**Work to be completed**
Continue the notes on counterinsurgency below, picking up after the last sentence of the professor's note.

**Page excerpt**

Salvadorian elite reaction

  • sabatoge implementation of US vision
  • kidnap
  • death squads
  • massacre

Massacres

  • a family member returns from the city an insurgent
  • he builds a network
  • the traditional foes of the family take the opposite side
  • not out of principal but because of kinship ties
  • old conflicts are more important than new conflicts
  • paramilitary group arrives
  • the insurgent family gets killed or driven out
  • even though a small fraction of them are insurgents they all get wiped out
  • old disputes are mixed up with modern weapons

it is a myth to assume that insurgents are outsiders in the community

  • insurgents are part of the community
  • outsiders do not come in
  • locals do the most of the killings
  • what side they end up on is based on all grievances

Khal

what is the anhilation restraint paradox?

  • non combattant immunity - element of just war theory -

insurgents will often kill teachers

  • teachers are repersentatives of the state
  • as a state employee they are a legitmate targey
  • in palestine - isreal has universal military service thus every isreali is a soldier, thus every isrealie is a target
  • a teacher changes minds
  • a teacher is prestigious
  • even if he does not preach the insurgency his example will be sufficent to increase legitimacy
  • priests are treated similarily

rules of engagement

  • weapon had to be aimed at you or a colleague
  • no strike lists -

the objective of the war is to change peoples minds

but persecuting dissent gets out of control

  • recipe for a blood bath
  • as the violence increase the risks of not participating are increased
  • how long until you group turns on itself
  • it gets harder to tell who the enemy is

Quote of the Week
1 death is difficult to live with 1000 is easy

THERE ARE NO NON COMBATTANTS

will power and an army is a lot easier to obtain than new schools, elections procedures, and land reform

Note From the Professor
I want to elaborate on this a bit. The point I wanted to make was that many third world gov'ts do not have the capacity - financial or administrative - to do the kind of service provision which COIN theory says is critical to giving the local government legitimacy. This is in addition to the problem posed by the fact that the kinds of political reforms which increase the government's legitimacy with previously downtrodden or abused sections of the population may be seen as unacceptable by the government itself, and those elements which have historically controlled it. Reform, in these cases, may seem tantamount to surrender, and will be unacceptable for that reason.

**Collected data**
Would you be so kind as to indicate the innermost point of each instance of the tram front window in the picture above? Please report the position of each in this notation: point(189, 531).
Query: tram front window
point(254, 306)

**Answer section**
There is an interesting interview in this Sunday's New York Times Sunday Magazine with Kenan Makiya, an Iraqi-American academic who was a major force in the US during the late 1990s on Iraq issues, about how matters have turned out in Iraq; Makiya blames the tendency of Shiite politicans to favor violent reprisals against Sunnis rather than trying to build inclusive political alliances in the face of terrorist attacks launched by religious Sunni extremists and Baathists. This is a case very similar to what happened in El Salvador; a governing elite sees political reforms - reaching out to Sunni politicians - as tantamount to compromising with evil and refuses to do it, preferring a violent response.
If you are too poor to build and staff schools and hospitals you may still have an army, and the capability to mobilize large parts of your population at low cost to protect the government. In Sudan, Rwanda, and Colombia (in the 1990s) governments did this by resorting to militias and death squads. This kind of warfare is brutal, but it is also cheap and effective.
Finally, to reiterate my closing point - all of the COIN theory you have read has emphasized the importance of public support. But given that, then are not people who can influence public support combatants? What is the meaning of "non combatant immunity" in a conflict where a priest/imam, a teacher, a journalist, or even the head of a household might have the ability to sway the minds of a group of people?

1950's phillipines

  • talented and brave phillipino politicians put down an insurgency
  • they did this by instituting political reforms

Question?
In the Professor's experience, is there such a thing as a non-combattant in an insurgent conflict?
did the phillipino's use the french model or the anlgo model?